SELECTED TEXT:
SG&A expenses decreased to $1.7 million for the three months
ended August 31, 2016 from $1.8 million for the three months ended
August 31, 2015, a decrease of 7.0%. The decrease in SG&A
expenses was primarily due to the decrease in sales commission to
outside sales representatives.
RESEARCH
AND DEVELOPMENT. Research and development, or R&D, expenses
consist primarily of salaries and related costs of employees
engaged in ongoing research, design and development activities,
costs of engineering materials and supplies, and professional
consulting expenses. R&D expenses stayed flat at $1.1 million
for the three months ended August 31, 2016 and 2015.
INTEREST
EXPENSE. Interest expense was $178,000 for the three months ended
August 31, 2016 compared with $135,000 for the three months ended
August 31, 2015. The increase in interest expense in the three
months ended August 31, 2016 was primarily due to expenses related
to the convertible debt financing.
OTHER
EXPENSE, NET. Other expense, net was $3,000 for the three months
ended August 31, 2016, compared with other expense, net of $24,000
for the three months ended August 31, 2015. The change in other
expense was primarily due to losses realized in connection with the
fluctuation in the value of the dollar compared to foreign
currencies during the referenced periods.
INCOME
TAX EXPENSE. Income tax expense was $4,000 for the three months
ended August 31, 2016, compared with an income tax expense of
$23,000 for the three months ended August 31, 2015.
LIQUIDITY
AND CAPITAL RESOURCES
Net
cash provided by operating activities was $1.2 million for the
three months ended August 31, 2016 and cash used in operating
activities was $2.1 million for the three months ended August 31,
2015. For the three months ended August 31, 2016, net cash provided
by operating activities was primarily the result of increases in
customer deposits and deferred revenue of $0.9 million and accounts
payable of $0.7 million and decrease in inventories of $1.4
million. This was partially offset by an increase in accounts
receivable of $1.3 million and the net loss of $0.8 million as
adjusted to exclude the effect of non-cash charges of stock-based
compensation expense of $0.3 million. The increase in customer
deposits and deferred revenue was primarily due to the receipt of
additional down payments from certain customers. The increase in
accounts payable was primarily due to higher expenditures
associated with higher revenue. The decrease in inventories is
primarily due to the sales of systems on-hand at the beginning of
the period. The increase in accounts receivable was primarily due
to an increase in sales. For the three months ended August 31,
2015, net cash used in operating activities was primarily the
result of a decrease in customer deposits and deferred revenue of
$2.8 million, and an increase in accounts receivable of $1.3
million. This was partially offset by an increase in accounts
payables of $1.1 million, accrued liabilities of $0.5 million, and
net income of $0.3 million, as adjusted to exclude the effect of
non-cash charge of stock-based compensation expense of $0.3
million. The decrease in customer deposits and deferred revenue was
primarily due to the shipments of customer orders with down
payments. The increase in accounts receivable was primarily due to
an increase in sales. The increase in accounts payable was
primarily due to higher expenditures associated with higher
revenue.
Net
cash used in investing activities was $21,000 each for the three
months ended August 31, 2016 and 2015. Net cash used in investing
activities was due to purchases of property and
equipment.

DIRECTIVE: For each statement, decide whether the financial results text supports it. Answer yes or no and quote the words from the text that decide it. (a) R&D expenses were the same in both three-month periods. (b) The rise in interest expense came mainly from the convertible debt financing. (c) Net cash used in investing activities was higher for the period ended August 31, 2016 than for the period ended August 31, 2015.

EXCERPTED RECORDS:
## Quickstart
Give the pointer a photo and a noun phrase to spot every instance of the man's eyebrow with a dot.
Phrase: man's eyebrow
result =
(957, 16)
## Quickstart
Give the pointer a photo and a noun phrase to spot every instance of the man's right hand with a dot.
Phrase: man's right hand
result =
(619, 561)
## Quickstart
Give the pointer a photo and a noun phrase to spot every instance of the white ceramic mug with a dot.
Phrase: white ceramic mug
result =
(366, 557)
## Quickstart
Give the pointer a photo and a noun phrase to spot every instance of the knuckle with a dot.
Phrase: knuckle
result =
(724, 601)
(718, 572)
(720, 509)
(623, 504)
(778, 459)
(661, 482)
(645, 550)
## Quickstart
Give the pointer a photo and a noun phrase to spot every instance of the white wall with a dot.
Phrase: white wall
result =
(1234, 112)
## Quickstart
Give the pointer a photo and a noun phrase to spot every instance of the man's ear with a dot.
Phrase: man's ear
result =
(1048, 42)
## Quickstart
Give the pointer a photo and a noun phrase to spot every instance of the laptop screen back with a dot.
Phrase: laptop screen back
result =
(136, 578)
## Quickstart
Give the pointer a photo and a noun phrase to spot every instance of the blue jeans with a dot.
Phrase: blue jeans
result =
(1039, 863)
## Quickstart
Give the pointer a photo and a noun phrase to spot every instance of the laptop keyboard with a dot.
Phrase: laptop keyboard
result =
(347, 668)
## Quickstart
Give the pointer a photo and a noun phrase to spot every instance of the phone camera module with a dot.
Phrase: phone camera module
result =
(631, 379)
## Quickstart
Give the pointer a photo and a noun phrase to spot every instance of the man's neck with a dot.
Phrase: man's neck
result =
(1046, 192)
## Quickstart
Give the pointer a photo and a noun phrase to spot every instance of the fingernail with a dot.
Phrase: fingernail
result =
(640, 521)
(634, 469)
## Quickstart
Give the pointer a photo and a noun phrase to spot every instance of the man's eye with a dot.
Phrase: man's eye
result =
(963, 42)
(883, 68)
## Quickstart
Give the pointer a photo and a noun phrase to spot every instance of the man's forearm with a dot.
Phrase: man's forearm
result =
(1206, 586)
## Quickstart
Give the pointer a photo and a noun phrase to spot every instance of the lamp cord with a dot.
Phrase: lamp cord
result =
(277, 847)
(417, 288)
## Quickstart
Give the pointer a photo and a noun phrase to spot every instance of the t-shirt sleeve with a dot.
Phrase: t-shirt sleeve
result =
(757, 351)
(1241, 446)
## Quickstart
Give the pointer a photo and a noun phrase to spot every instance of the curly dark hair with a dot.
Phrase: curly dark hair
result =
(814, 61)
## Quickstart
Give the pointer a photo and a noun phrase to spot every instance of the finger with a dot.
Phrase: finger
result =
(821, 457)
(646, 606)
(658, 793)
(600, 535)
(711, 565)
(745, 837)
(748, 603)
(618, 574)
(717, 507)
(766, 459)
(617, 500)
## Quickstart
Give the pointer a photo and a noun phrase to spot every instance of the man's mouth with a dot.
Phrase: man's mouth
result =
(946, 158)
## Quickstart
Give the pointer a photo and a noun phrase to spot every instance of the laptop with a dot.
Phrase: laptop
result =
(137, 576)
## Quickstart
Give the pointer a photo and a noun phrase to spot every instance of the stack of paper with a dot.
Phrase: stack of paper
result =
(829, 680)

REPLY TO THE EXERCISE:
(a) Yes: "R&D expenses stayed flat at $1.1 million for the three months ended August 31, 2016 and 2015."
(b) Yes: "The increase in interest expense in the three months ended August 31, 2016 was primarily due to expenses related to the convertible debt financing."
(c) No: "Net cash used in investing activities was $21,000 each for the three months ended August 31, 2016 and 2015."